Réaction des Groypers ?
Silence radio.
Pas de « guerre des Groypers » contre Biden. Pas de mèmes. Pas d’embuscades lors des séances de questions-réponses aux événements du parti Démocrate.
Sous Trump ?
Une rage explosive : « Trump offre TikTok à des milliardaires juifs ! ». « 300 milliards de dollars à Israël alors que notre frontière est en feu ! ». « Bombarder l’Iran pour Netanyahu, ce n’est PAS l’Amérique d’abord ! »
2 La droite dure israélienne ne crie au « vassal » que lorsque les États-Unis disent « Non ». Ils parlent de dépendance lorsque Trump, le président le plus pro-israélien de l’histoire, bloque ses objectifs, alors que sous Biden (qui avait une hostilité réelle), ils n’avaient aucune réaction. Sous Biden, Smotrich et Ben-Gvir n’ont pas qualifié Netanyahu de « vassal ».
Pourquoi ? Parce que la pression de Biden était attendue et qu’Israël l’a quand même défiée (par exemple, poursuite de l’opération à Rafah malgré les lignes rouges américaines).
Sous Trump (amitié réelle : Transfert de l’ambassade à Jérusalem, Reconnaissance du plateau du Golan, Accords d’Abraham, Aide annuelle de plus de 3,8 milliards de dollars, bombardement de l’Iran, libération en une seule fois des 20 derniers otages vivants), les pressions étaient ressenties comme intenables, bien que là aussi, Netanyahou en a défié.
« Pas de frappe contre l’Iran. » « Pas d’escalade avec les Houthis. » « Pas d’annexion de la Judée Samarie. » « Présentez vos excuses au Qatar. » « Acceptez l’accord sur Gaza. » a déclenché une révolte à la Knesset. « Trump nous traite comme une colonie ! »
L’ironie dans tout ça ?
la seule fois où la droite israélienne se sent « colonisée », c’est lorsque son plus grand allié dit « ça suffit ».

[ACTION REQUISE]:
(a) D'après l'extrait à lire, quelle a été la réaction des Groypers sous Biden ?
(b) Quelle opération l'extrait à lire donne-t-il comme exemple de défi d'Israël aux lignes rouges américaines ?
(c) Quel montant d'aide annuelle l'extrait à lire mentionne-t-il parmi les marques d'amitié de Trump ?
Le matériel ne joue aucun rôle ici.

[Entrées enregistrées]:
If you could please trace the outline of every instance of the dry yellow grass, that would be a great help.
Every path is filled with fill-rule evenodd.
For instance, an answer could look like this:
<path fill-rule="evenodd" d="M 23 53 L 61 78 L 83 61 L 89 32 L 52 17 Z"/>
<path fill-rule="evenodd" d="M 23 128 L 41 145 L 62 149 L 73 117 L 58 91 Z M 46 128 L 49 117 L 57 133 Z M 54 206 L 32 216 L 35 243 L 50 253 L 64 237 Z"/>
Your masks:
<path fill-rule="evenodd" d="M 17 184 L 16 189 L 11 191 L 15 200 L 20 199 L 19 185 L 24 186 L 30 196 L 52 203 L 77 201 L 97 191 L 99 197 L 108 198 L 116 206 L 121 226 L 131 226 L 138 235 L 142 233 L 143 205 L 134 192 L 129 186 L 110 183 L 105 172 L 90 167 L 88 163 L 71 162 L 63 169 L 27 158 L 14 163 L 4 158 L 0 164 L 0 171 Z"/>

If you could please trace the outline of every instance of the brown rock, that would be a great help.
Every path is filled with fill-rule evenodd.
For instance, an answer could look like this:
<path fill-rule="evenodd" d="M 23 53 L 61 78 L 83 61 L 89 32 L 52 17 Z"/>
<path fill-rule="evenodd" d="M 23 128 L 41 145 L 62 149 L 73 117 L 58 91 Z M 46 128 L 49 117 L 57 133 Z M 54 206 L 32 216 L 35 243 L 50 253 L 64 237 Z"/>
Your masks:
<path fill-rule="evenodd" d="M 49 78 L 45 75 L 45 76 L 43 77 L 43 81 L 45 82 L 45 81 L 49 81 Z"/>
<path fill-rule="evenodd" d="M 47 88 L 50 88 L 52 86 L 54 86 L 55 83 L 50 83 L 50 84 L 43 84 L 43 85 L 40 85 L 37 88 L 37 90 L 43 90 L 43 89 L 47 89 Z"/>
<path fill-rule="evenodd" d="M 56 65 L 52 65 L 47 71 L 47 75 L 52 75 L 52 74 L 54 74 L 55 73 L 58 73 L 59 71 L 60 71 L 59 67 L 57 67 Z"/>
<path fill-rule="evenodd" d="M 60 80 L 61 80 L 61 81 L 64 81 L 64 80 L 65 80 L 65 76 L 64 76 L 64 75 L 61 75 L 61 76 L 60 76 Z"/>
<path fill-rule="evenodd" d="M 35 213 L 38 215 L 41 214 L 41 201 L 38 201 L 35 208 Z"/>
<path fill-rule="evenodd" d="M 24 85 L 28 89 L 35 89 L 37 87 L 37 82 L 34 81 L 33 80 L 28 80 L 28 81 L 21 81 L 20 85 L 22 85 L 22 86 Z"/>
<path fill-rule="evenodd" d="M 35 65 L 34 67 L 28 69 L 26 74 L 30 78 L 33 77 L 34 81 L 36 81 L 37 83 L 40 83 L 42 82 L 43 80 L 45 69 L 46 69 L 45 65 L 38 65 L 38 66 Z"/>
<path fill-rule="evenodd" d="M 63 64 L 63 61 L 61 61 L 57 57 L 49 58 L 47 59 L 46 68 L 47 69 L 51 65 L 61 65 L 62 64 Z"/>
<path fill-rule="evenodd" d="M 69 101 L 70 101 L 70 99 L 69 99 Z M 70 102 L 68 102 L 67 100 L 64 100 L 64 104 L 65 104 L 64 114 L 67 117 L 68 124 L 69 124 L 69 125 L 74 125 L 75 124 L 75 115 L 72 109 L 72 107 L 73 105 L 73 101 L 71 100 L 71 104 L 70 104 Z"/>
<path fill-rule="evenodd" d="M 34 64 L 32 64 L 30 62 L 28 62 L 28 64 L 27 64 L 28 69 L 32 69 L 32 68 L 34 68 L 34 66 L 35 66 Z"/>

[RÉSULTAT OBTENU]:
(a) Silence radio.
(b) La poursuite de l'opération à Rafah.
(c) Plus de 3,8 milliards de dollars.